What to produce. In the records below, take the line containing "for blurred yellow" and every line following it, and write them out exactly.

==== The data ====

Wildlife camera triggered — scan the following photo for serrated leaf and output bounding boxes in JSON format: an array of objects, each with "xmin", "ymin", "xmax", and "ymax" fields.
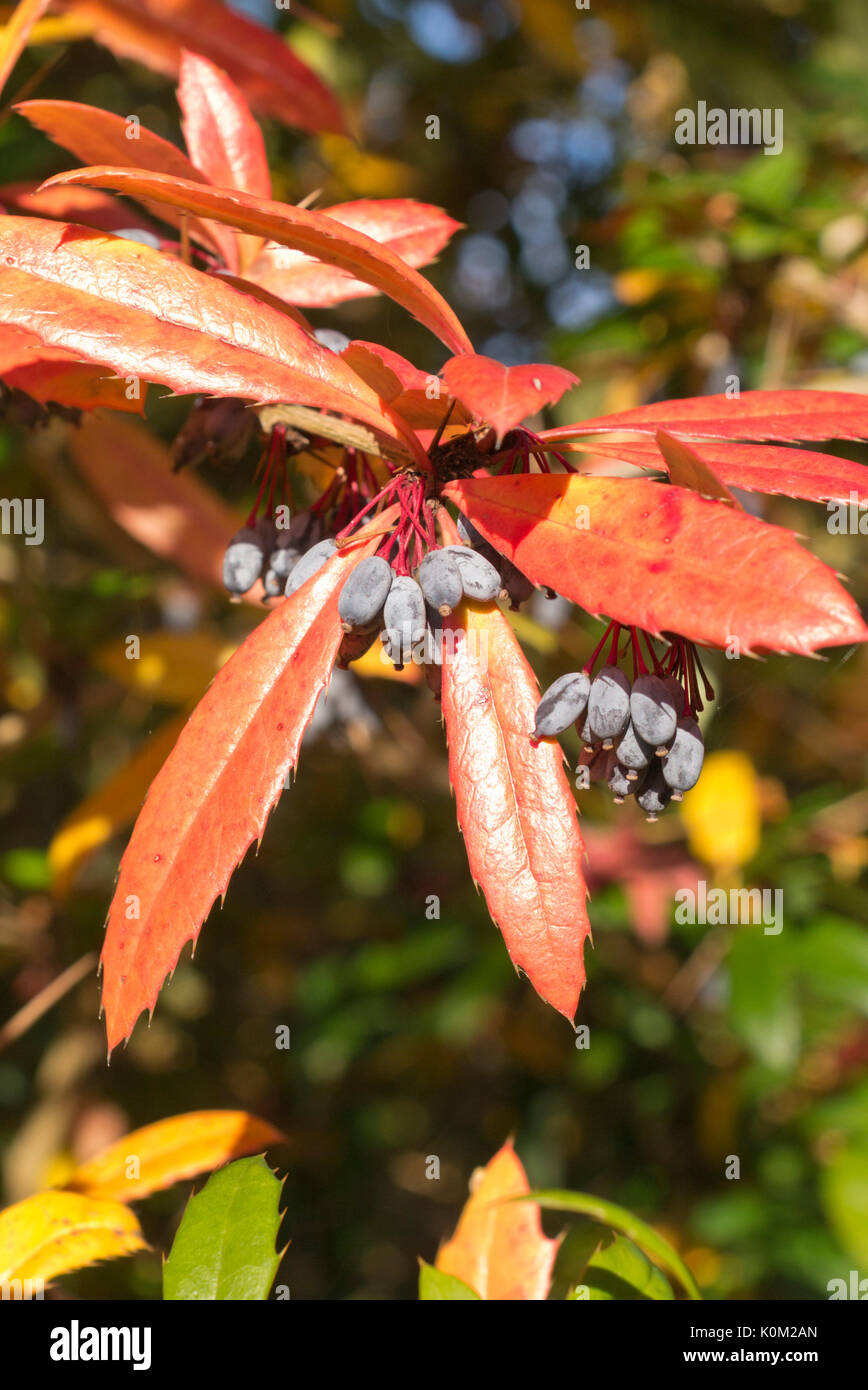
[
  {"xmin": 0, "ymin": 324, "xmax": 142, "ymax": 412},
  {"xmin": 441, "ymin": 600, "xmax": 590, "ymax": 1021},
  {"xmin": 0, "ymin": 1191, "xmax": 145, "ymax": 1284},
  {"xmin": 564, "ymin": 435, "xmax": 868, "ymax": 507},
  {"xmin": 40, "ymin": 170, "xmax": 474, "ymax": 356},
  {"xmin": 444, "ymin": 474, "xmax": 868, "ymax": 655},
  {"xmin": 435, "ymin": 1140, "xmax": 559, "ymax": 1300},
  {"xmin": 0, "ymin": 180, "xmax": 161, "ymax": 235},
  {"xmin": 247, "ymin": 199, "xmax": 462, "ymax": 309},
  {"xmin": 64, "ymin": 1110, "xmax": 285, "ymax": 1203},
  {"xmin": 582, "ymin": 1235, "xmax": 674, "ymax": 1300},
  {"xmin": 59, "ymin": 0, "xmax": 345, "ymax": 135},
  {"xmin": 163, "ymin": 1156, "xmax": 282, "ymax": 1300},
  {"xmin": 418, "ymin": 1261, "xmax": 481, "ymax": 1300},
  {"xmin": 544, "ymin": 389, "xmax": 868, "ymax": 442},
  {"xmin": 441, "ymin": 353, "xmax": 579, "ymax": 441},
  {"xmin": 100, "ymin": 520, "xmax": 390, "ymax": 1052},
  {"xmin": 0, "ymin": 216, "xmax": 410, "ymax": 450},
  {"xmin": 178, "ymin": 51, "xmax": 270, "ymax": 271}
]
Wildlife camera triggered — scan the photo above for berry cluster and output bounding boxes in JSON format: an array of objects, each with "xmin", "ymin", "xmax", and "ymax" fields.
[{"xmin": 532, "ymin": 630, "xmax": 709, "ymax": 821}]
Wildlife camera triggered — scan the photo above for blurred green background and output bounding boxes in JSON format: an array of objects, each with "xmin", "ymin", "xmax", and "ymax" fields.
[{"xmin": 0, "ymin": 0, "xmax": 867, "ymax": 1299}]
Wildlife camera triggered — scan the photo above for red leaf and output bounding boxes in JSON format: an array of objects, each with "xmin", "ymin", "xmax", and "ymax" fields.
[
  {"xmin": 559, "ymin": 434, "xmax": 868, "ymax": 507},
  {"xmin": 436, "ymin": 1139, "xmax": 559, "ymax": 1300},
  {"xmin": 443, "ymin": 474, "xmax": 868, "ymax": 655},
  {"xmin": 0, "ymin": 179, "xmax": 162, "ymax": 235},
  {"xmin": 0, "ymin": 0, "xmax": 50, "ymax": 98},
  {"xmin": 342, "ymin": 340, "xmax": 471, "ymax": 429},
  {"xmin": 177, "ymin": 50, "xmax": 271, "ymax": 271},
  {"xmin": 440, "ymin": 600, "xmax": 590, "ymax": 1021},
  {"xmin": 0, "ymin": 216, "xmax": 414, "ymax": 453},
  {"xmin": 0, "ymin": 324, "xmax": 142, "ymax": 412},
  {"xmin": 57, "ymin": 0, "xmax": 345, "ymax": 135},
  {"xmin": 440, "ymin": 354, "xmax": 579, "ymax": 442},
  {"xmin": 15, "ymin": 99, "xmax": 237, "ymax": 266},
  {"xmin": 100, "ymin": 523, "xmax": 388, "ymax": 1052},
  {"xmin": 246, "ymin": 199, "xmax": 462, "ymax": 308},
  {"xmin": 544, "ymin": 389, "xmax": 868, "ymax": 443},
  {"xmin": 40, "ymin": 168, "xmax": 474, "ymax": 356}
]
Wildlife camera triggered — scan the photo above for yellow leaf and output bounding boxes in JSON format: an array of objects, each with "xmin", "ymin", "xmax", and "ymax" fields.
[
  {"xmin": 63, "ymin": 1110, "xmax": 287, "ymax": 1204},
  {"xmin": 93, "ymin": 631, "xmax": 237, "ymax": 705},
  {"xmin": 48, "ymin": 712, "xmax": 188, "ymax": 897},
  {"xmin": 0, "ymin": 0, "xmax": 50, "ymax": 98},
  {"xmin": 0, "ymin": 1191, "xmax": 145, "ymax": 1285},
  {"xmin": 318, "ymin": 134, "xmax": 416, "ymax": 197},
  {"xmin": 504, "ymin": 609, "xmax": 560, "ymax": 655},
  {"xmin": 350, "ymin": 642, "xmax": 422, "ymax": 683},
  {"xmin": 680, "ymin": 750, "xmax": 761, "ymax": 871}
]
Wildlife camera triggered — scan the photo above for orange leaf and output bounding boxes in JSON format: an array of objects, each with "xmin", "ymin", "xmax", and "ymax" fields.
[
  {"xmin": 0, "ymin": 324, "xmax": 142, "ymax": 412},
  {"xmin": 0, "ymin": 0, "xmax": 51, "ymax": 99},
  {"xmin": 64, "ymin": 1110, "xmax": 286, "ymax": 1202},
  {"xmin": 100, "ymin": 517, "xmax": 393, "ymax": 1052},
  {"xmin": 441, "ymin": 353, "xmax": 579, "ymax": 441},
  {"xmin": 436, "ymin": 1140, "xmax": 559, "ymax": 1300},
  {"xmin": 40, "ymin": 169, "xmax": 474, "ymax": 356},
  {"xmin": 441, "ymin": 600, "xmax": 590, "ymax": 1020}
]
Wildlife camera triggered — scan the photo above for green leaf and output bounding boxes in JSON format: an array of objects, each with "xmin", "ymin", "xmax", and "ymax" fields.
[
  {"xmin": 821, "ymin": 1142, "xmax": 868, "ymax": 1267},
  {"xmin": 728, "ymin": 931, "xmax": 800, "ymax": 1071},
  {"xmin": 578, "ymin": 1235, "xmax": 674, "ymax": 1301},
  {"xmin": 163, "ymin": 1155, "xmax": 282, "ymax": 1301},
  {"xmin": 797, "ymin": 918, "xmax": 868, "ymax": 1015},
  {"xmin": 521, "ymin": 1189, "xmax": 702, "ymax": 1300},
  {"xmin": 418, "ymin": 1261, "xmax": 480, "ymax": 1300}
]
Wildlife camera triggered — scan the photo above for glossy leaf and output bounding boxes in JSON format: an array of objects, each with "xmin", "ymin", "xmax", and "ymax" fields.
[
  {"xmin": 440, "ymin": 600, "xmax": 590, "ymax": 1021},
  {"xmin": 0, "ymin": 216, "xmax": 410, "ymax": 449},
  {"xmin": 418, "ymin": 1261, "xmax": 481, "ymax": 1300},
  {"xmin": 435, "ymin": 1139, "xmax": 559, "ymax": 1301},
  {"xmin": 543, "ymin": 389, "xmax": 868, "ymax": 443},
  {"xmin": 655, "ymin": 430, "xmax": 736, "ymax": 503},
  {"xmin": 0, "ymin": 178, "xmax": 162, "ymax": 235},
  {"xmin": 100, "ymin": 522, "xmax": 389, "ymax": 1052},
  {"xmin": 0, "ymin": 1191, "xmax": 145, "ymax": 1285},
  {"xmin": 441, "ymin": 353, "xmax": 578, "ymax": 441},
  {"xmin": 14, "ymin": 98, "xmax": 235, "ymax": 263},
  {"xmin": 0, "ymin": 0, "xmax": 50, "ymax": 98},
  {"xmin": 526, "ymin": 1190, "xmax": 702, "ymax": 1299},
  {"xmin": 48, "ymin": 711, "xmax": 188, "ymax": 897},
  {"xmin": 64, "ymin": 1111, "xmax": 286, "ymax": 1203},
  {"xmin": 178, "ymin": 50, "xmax": 270, "ymax": 270},
  {"xmin": 163, "ymin": 1156, "xmax": 282, "ymax": 1301},
  {"xmin": 0, "ymin": 324, "xmax": 141, "ymax": 411},
  {"xmin": 444, "ymin": 474, "xmax": 868, "ymax": 655},
  {"xmin": 59, "ymin": 0, "xmax": 345, "ymax": 134},
  {"xmin": 247, "ymin": 199, "xmax": 462, "ymax": 308},
  {"xmin": 40, "ymin": 169, "xmax": 474, "ymax": 356},
  {"xmin": 561, "ymin": 434, "xmax": 868, "ymax": 507},
  {"xmin": 68, "ymin": 414, "xmax": 241, "ymax": 590}
]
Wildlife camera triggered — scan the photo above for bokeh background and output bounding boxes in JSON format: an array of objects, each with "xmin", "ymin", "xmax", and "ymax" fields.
[{"xmin": 1, "ymin": 0, "xmax": 867, "ymax": 1299}]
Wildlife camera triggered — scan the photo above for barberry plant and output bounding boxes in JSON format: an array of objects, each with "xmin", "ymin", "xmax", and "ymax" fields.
[{"xmin": 1, "ymin": 36, "xmax": 866, "ymax": 1054}]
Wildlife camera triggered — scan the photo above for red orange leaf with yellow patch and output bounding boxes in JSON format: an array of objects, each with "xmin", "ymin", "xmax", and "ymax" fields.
[
  {"xmin": 441, "ymin": 353, "xmax": 579, "ymax": 442},
  {"xmin": 178, "ymin": 50, "xmax": 270, "ymax": 270},
  {"xmin": 57, "ymin": 0, "xmax": 345, "ymax": 134},
  {"xmin": 246, "ymin": 199, "xmax": 462, "ymax": 308},
  {"xmin": 444, "ymin": 474, "xmax": 868, "ymax": 655},
  {"xmin": 0, "ymin": 216, "xmax": 412, "ymax": 453},
  {"xmin": 436, "ymin": 1139, "xmax": 559, "ymax": 1300},
  {"xmin": 40, "ymin": 169, "xmax": 473, "ymax": 356},
  {"xmin": 441, "ymin": 600, "xmax": 590, "ymax": 1021},
  {"xmin": 100, "ymin": 520, "xmax": 391, "ymax": 1052}
]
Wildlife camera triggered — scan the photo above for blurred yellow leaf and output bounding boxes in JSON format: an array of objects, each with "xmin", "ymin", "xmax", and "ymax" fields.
[
  {"xmin": 64, "ymin": 1110, "xmax": 286, "ymax": 1204},
  {"xmin": 350, "ymin": 642, "xmax": 421, "ymax": 683},
  {"xmin": 613, "ymin": 269, "xmax": 666, "ymax": 306},
  {"xmin": 517, "ymin": 0, "xmax": 583, "ymax": 74},
  {"xmin": 680, "ymin": 750, "xmax": 761, "ymax": 871},
  {"xmin": 93, "ymin": 631, "xmax": 236, "ymax": 704},
  {"xmin": 319, "ymin": 134, "xmax": 416, "ymax": 197},
  {"xmin": 0, "ymin": 0, "xmax": 50, "ymax": 98},
  {"xmin": 504, "ymin": 610, "xmax": 560, "ymax": 655},
  {"xmin": 48, "ymin": 712, "xmax": 188, "ymax": 896},
  {"xmin": 0, "ymin": 1191, "xmax": 145, "ymax": 1285}
]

====

Your response.
Wildlife camera triggered — scan the photo above for blurred yellow leaf and output bounding boxes in JSON format: an array of objects, each with "xmin", "ymin", "xmax", and "ymax" fields.
[
  {"xmin": 64, "ymin": 1110, "xmax": 286, "ymax": 1204},
  {"xmin": 350, "ymin": 642, "xmax": 421, "ymax": 683},
  {"xmin": 613, "ymin": 269, "xmax": 666, "ymax": 306},
  {"xmin": 517, "ymin": 0, "xmax": 583, "ymax": 74},
  {"xmin": 680, "ymin": 750, "xmax": 761, "ymax": 871},
  {"xmin": 93, "ymin": 631, "xmax": 236, "ymax": 704},
  {"xmin": 319, "ymin": 134, "xmax": 416, "ymax": 197},
  {"xmin": 0, "ymin": 0, "xmax": 50, "ymax": 98},
  {"xmin": 504, "ymin": 610, "xmax": 560, "ymax": 655},
  {"xmin": 48, "ymin": 712, "xmax": 188, "ymax": 896},
  {"xmin": 0, "ymin": 1191, "xmax": 145, "ymax": 1285}
]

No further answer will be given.